*EXERCISE INSTRUCTIONS*.
Find the line that contains "Where can the blue" and print it and every line after it, exactly, please.

*GIVEN ENTRIES*.
>>>
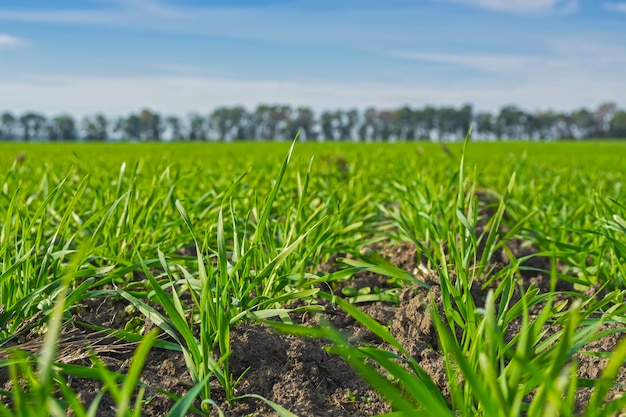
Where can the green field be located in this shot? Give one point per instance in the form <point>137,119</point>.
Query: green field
<point>515,251</point>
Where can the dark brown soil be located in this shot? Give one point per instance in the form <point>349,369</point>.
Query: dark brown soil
<point>298,373</point>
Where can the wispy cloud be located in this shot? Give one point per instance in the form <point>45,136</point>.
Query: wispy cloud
<point>522,6</point>
<point>549,87</point>
<point>616,7</point>
<point>483,62</point>
<point>8,41</point>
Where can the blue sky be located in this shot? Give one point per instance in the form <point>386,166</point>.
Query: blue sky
<point>174,57</point>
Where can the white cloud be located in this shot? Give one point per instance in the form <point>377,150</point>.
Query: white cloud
<point>7,41</point>
<point>180,95</point>
<point>522,6</point>
<point>616,7</point>
<point>484,62</point>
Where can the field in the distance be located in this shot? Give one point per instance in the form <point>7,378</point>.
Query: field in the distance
<point>208,278</point>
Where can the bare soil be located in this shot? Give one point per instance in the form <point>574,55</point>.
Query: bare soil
<point>298,373</point>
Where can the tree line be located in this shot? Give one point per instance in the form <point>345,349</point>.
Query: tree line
<point>282,122</point>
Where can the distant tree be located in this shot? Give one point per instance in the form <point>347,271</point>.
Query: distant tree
<point>425,121</point>
<point>198,128</point>
<point>303,121</point>
<point>584,124</point>
<point>463,121</point>
<point>565,126</point>
<point>384,122</point>
<point>604,115</point>
<point>347,123</point>
<point>618,124</point>
<point>510,122</point>
<point>150,126</point>
<point>368,131</point>
<point>7,126</point>
<point>175,126</point>
<point>62,128</point>
<point>404,123</point>
<point>547,125</point>
<point>95,128</point>
<point>485,125</point>
<point>327,124</point>
<point>131,128</point>
<point>446,123</point>
<point>33,125</point>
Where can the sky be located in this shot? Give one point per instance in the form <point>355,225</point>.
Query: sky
<point>177,57</point>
<<<
*EXERCISE SOLUTION*.
Where can the blue sky be located in this shot? Give one point per instance in the form <point>386,166</point>.
Query: blue sky
<point>174,57</point>
Where can the white cloud be located in this shot? Give one point per instance in the form <point>377,150</point>.
Query: white cloud
<point>7,41</point>
<point>180,95</point>
<point>522,6</point>
<point>616,7</point>
<point>484,62</point>
Where can the field in the distance be located in this shot? Give one point per instance in the form <point>7,378</point>.
Query: field in the distance
<point>208,278</point>
Where can the bare soil be located in this shot? Give one point per instance in the form <point>574,55</point>.
Query: bare soil
<point>298,373</point>
Where can the tree line be located in this shot? Give one point per instance in the form <point>345,349</point>.
Query: tree line
<point>282,122</point>
Where can the distant tree be located in this shot? Give one point per instance in the form <point>347,271</point>.
Query: distant tree
<point>425,121</point>
<point>198,128</point>
<point>303,121</point>
<point>584,124</point>
<point>463,121</point>
<point>565,126</point>
<point>384,122</point>
<point>604,115</point>
<point>347,123</point>
<point>618,124</point>
<point>510,122</point>
<point>150,126</point>
<point>368,131</point>
<point>7,126</point>
<point>175,126</point>
<point>62,128</point>
<point>404,123</point>
<point>547,125</point>
<point>95,128</point>
<point>485,125</point>
<point>327,124</point>
<point>131,128</point>
<point>446,123</point>
<point>33,125</point>
Where can the sky be located in this shot? Give one point per instance in the form <point>355,225</point>.
Query: sky
<point>177,57</point>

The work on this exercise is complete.